== Records supplied
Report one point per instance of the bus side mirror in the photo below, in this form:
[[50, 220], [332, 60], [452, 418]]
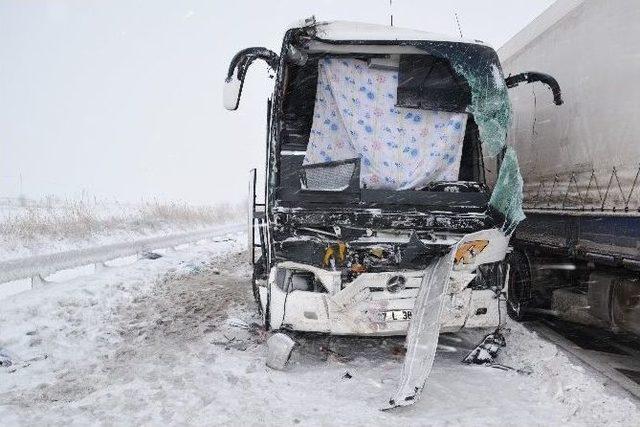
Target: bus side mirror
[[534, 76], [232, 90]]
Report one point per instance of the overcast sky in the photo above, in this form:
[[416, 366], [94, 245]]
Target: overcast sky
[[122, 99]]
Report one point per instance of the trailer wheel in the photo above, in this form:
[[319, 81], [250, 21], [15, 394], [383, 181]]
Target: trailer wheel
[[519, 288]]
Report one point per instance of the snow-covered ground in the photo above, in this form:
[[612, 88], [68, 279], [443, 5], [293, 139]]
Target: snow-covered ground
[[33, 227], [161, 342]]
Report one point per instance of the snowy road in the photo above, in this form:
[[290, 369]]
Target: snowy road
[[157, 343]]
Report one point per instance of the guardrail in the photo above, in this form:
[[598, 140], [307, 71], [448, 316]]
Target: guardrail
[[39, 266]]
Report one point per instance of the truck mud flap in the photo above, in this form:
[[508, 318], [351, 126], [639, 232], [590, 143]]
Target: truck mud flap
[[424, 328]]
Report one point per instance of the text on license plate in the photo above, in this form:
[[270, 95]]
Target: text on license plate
====
== Exercise directions ==
Return only the number of lines in the data that hold the string "above".

== Result below ==
7